::: Quelle :::

# Häuffiger Abbruch der FTP Verbindung



## lukelukeluke (12. Juli 2005)

Hallo zusammen,

Ich arbeite ziemlich viel mit FTP (Websieten hochladen). Und zwar tue ich dies zu Hause und im Büro, habe Zugriff auf ca. 10 FTP Server und verwende folgende FTP Clients: Mac OS X: Transmit / TextWrangler, Windows: Explorer built-in FTP Client, FTP Explorer.
Das Problem ist, dass die FTP Verbindung häuffig crasht, während ich hochlade. Meist ist das so, wenn ich einen Ordner mit viel Dateien darin uploade. Wenn ich also ein Skript aus dem Internet runterlade, z.B. ein WebCMS, dann muss ich immer in die Ordnerstruktur runtergehen, in kleinste Päckchen aufteilen und dann mühsam einzeln hochladen, so funktioniert es. Es ist also kein Problem eine grosse Datei zu laden, jedoch viele Dateien und Ordner auf einmal.
Gibt es einen FTP Client (für Windows), welcher das automatisch macht? Or mache ich nur was falsch? (Komisch das ich das Problem im Büro und zu Hause habe, eigentlich überall)...

::: Bereitgestellte Daten :::

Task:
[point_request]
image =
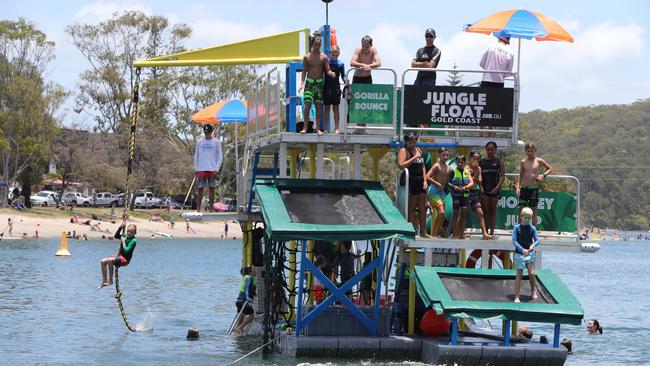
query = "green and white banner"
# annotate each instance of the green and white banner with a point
(371, 103)
(556, 211)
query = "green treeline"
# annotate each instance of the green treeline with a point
(607, 148)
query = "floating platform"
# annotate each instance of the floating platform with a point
(471, 350)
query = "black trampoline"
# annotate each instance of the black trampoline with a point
(343, 206)
(492, 289)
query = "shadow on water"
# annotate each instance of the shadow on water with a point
(52, 313)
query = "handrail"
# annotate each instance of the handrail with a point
(515, 109)
(406, 190)
(394, 118)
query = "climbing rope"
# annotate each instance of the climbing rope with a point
(134, 123)
(118, 297)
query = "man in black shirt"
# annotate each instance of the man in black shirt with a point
(427, 57)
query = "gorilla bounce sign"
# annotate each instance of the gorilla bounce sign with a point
(458, 106)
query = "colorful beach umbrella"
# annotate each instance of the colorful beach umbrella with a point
(226, 111)
(520, 24)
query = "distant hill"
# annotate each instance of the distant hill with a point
(608, 148)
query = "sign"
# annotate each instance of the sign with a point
(440, 106)
(371, 103)
(555, 212)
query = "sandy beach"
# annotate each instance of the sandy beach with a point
(52, 227)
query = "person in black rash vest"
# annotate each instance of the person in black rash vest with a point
(332, 89)
(493, 173)
(427, 57)
(410, 157)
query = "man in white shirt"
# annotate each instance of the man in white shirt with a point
(498, 57)
(207, 162)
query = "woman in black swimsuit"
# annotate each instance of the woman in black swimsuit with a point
(493, 173)
(410, 157)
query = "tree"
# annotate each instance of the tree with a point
(455, 78)
(111, 47)
(27, 102)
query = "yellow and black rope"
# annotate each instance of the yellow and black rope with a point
(127, 200)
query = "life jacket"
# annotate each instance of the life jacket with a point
(460, 179)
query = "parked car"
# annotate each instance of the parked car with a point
(44, 198)
(147, 200)
(76, 199)
(108, 199)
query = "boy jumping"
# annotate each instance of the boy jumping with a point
(527, 186)
(314, 66)
(525, 239)
(123, 256)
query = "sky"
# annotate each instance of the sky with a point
(606, 64)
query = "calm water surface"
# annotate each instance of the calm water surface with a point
(52, 314)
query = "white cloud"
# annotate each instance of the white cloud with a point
(553, 74)
(213, 32)
(99, 11)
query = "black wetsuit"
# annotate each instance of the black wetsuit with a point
(416, 178)
(490, 172)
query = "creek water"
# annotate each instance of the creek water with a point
(51, 313)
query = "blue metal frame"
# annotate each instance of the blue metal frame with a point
(292, 94)
(338, 293)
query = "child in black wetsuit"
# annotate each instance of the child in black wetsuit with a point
(123, 256)
(332, 88)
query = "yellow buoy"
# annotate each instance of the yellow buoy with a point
(63, 246)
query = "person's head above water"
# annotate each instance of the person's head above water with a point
(526, 216)
(593, 326)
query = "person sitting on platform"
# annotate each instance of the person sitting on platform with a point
(314, 66)
(459, 183)
(525, 239)
(207, 162)
(245, 298)
(123, 256)
(527, 186)
(437, 179)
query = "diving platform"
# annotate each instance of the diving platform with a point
(471, 349)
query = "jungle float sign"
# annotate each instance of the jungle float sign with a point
(458, 106)
(371, 103)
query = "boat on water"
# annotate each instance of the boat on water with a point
(412, 299)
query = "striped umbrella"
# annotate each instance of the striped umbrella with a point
(225, 111)
(520, 24)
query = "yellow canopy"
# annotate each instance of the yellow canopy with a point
(275, 49)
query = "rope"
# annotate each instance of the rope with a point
(255, 350)
(118, 296)
(134, 123)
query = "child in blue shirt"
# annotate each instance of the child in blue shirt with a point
(525, 239)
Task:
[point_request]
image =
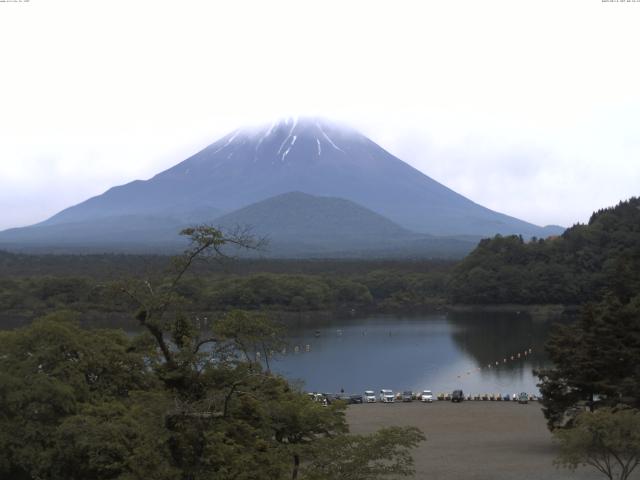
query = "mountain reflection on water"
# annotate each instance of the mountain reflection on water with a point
(441, 352)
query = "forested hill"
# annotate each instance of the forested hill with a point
(580, 265)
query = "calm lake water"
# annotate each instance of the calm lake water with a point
(441, 352)
(438, 351)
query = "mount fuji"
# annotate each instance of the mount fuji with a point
(391, 202)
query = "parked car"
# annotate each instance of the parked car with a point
(457, 396)
(387, 396)
(426, 396)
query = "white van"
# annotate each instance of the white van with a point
(387, 396)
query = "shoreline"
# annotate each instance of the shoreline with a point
(473, 440)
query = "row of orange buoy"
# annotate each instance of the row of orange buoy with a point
(515, 357)
(295, 349)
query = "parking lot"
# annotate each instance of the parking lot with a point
(472, 440)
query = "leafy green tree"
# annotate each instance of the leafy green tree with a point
(596, 358)
(607, 440)
(365, 457)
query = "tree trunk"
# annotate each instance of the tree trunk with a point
(296, 466)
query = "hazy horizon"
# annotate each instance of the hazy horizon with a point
(528, 109)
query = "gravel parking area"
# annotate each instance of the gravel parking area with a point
(473, 440)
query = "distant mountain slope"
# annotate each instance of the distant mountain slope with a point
(309, 156)
(297, 224)
(303, 217)
(124, 233)
(583, 264)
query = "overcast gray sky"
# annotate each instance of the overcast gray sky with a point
(531, 107)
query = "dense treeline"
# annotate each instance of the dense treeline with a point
(31, 296)
(173, 402)
(579, 266)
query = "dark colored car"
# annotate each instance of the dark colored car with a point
(350, 399)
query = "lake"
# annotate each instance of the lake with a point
(440, 352)
(437, 351)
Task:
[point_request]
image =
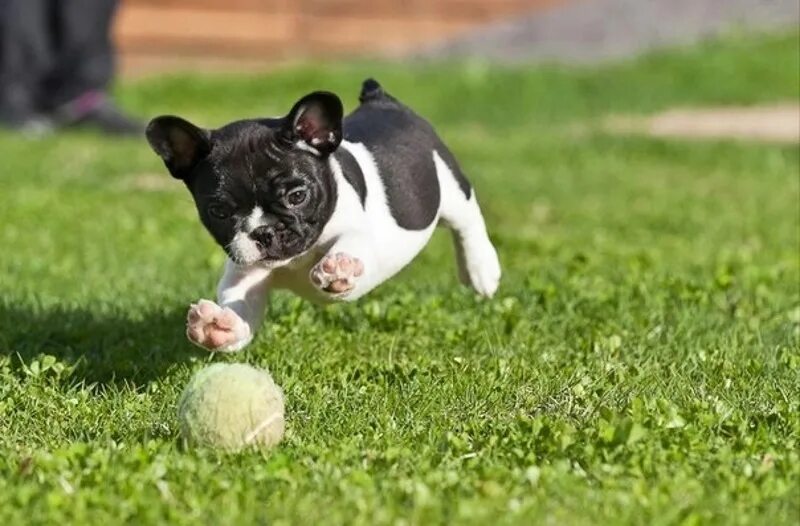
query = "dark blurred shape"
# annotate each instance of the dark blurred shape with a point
(56, 63)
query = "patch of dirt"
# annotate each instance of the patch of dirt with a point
(775, 123)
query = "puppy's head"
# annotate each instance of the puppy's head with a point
(263, 188)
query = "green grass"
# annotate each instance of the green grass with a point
(639, 365)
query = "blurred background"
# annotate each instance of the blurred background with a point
(157, 35)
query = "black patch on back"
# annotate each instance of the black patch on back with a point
(402, 144)
(352, 172)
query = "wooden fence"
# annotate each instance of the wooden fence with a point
(162, 34)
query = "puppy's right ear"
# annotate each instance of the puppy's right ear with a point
(179, 143)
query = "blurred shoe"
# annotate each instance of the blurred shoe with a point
(96, 110)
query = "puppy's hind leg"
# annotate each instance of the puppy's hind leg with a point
(476, 257)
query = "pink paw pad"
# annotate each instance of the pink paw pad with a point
(213, 327)
(336, 273)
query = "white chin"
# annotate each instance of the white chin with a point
(244, 250)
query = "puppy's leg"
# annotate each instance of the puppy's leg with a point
(229, 325)
(348, 270)
(478, 265)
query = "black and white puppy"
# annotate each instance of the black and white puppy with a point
(324, 206)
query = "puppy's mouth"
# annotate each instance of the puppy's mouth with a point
(271, 249)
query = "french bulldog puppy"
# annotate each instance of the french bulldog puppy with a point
(325, 206)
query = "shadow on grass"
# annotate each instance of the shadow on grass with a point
(102, 348)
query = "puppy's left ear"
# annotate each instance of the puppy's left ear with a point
(316, 123)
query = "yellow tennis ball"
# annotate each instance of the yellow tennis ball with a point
(231, 407)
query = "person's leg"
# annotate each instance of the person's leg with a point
(76, 89)
(85, 54)
(25, 59)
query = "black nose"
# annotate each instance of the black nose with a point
(264, 236)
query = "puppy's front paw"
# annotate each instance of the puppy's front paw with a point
(215, 328)
(337, 273)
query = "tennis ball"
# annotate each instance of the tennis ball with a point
(231, 406)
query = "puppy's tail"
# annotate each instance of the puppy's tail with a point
(372, 91)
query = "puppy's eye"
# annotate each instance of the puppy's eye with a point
(297, 196)
(219, 211)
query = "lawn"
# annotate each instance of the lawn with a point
(639, 365)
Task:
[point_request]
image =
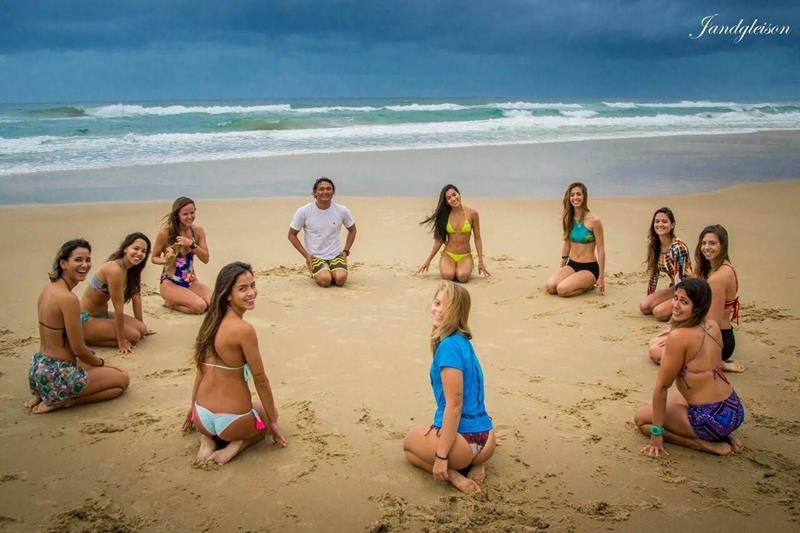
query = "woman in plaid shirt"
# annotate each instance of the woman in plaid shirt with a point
(668, 254)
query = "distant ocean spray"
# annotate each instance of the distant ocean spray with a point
(42, 137)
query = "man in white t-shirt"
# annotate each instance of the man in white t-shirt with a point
(321, 222)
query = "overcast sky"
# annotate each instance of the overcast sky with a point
(134, 50)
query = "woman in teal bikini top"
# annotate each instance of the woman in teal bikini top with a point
(456, 262)
(117, 282)
(583, 251)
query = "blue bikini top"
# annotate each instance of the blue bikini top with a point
(580, 233)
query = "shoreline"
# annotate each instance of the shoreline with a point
(618, 167)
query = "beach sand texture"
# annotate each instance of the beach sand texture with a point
(349, 370)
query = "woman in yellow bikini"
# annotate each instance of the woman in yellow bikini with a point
(452, 224)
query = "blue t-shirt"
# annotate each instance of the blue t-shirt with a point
(455, 351)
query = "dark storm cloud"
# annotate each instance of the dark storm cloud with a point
(630, 28)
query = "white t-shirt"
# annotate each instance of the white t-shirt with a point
(321, 228)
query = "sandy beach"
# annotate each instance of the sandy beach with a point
(349, 370)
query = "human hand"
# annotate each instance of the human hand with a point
(600, 286)
(188, 421)
(182, 240)
(277, 436)
(655, 447)
(440, 469)
(124, 346)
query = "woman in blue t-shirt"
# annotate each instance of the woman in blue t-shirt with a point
(461, 439)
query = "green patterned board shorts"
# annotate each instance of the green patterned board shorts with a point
(56, 380)
(317, 265)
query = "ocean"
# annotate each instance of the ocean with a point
(49, 137)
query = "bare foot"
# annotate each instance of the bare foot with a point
(207, 448)
(717, 448)
(464, 484)
(42, 408)
(735, 443)
(33, 402)
(477, 474)
(223, 455)
(733, 366)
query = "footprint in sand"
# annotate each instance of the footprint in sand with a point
(94, 514)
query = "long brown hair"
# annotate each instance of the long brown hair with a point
(133, 274)
(699, 292)
(64, 253)
(703, 267)
(654, 241)
(171, 220)
(568, 211)
(217, 309)
(437, 222)
(456, 304)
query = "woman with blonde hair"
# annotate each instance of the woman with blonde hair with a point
(461, 438)
(227, 356)
(583, 255)
(178, 242)
(452, 224)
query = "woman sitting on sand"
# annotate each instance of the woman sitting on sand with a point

:::

**Gestellte Aufgabe:** Führe den Forenbeitrag über die häufig abbrechende FTP-Verbindung im Anschluss an seinen letzten Satz weiter.

**Schriftliche Antwort:**
Vielen Dank für eure Hilfe!

-Lukas


----------



## flashOr (12. Juli 2005)

Mhh, ich würde mal spontan dazu raten einen anderen FTP Client zu probieren. Ich kann dir für Windows FlashFXP oder Leechftp empfehlen.


----------



## lukelukeluke (12. Juli 2005)

flashOr hat gesagt.:
			
		

> Mhh, ich würde mal spontan dazu raten einen anderen FTP Client zu probieren. Ich kann dir für Windows FlashFXP oder Leechftp empfehlen.


hi flashor, danke für deine Antwort!
Habe soeben FlashFXP heruntergeladen und ausprobiert - genau das gleiche Problem...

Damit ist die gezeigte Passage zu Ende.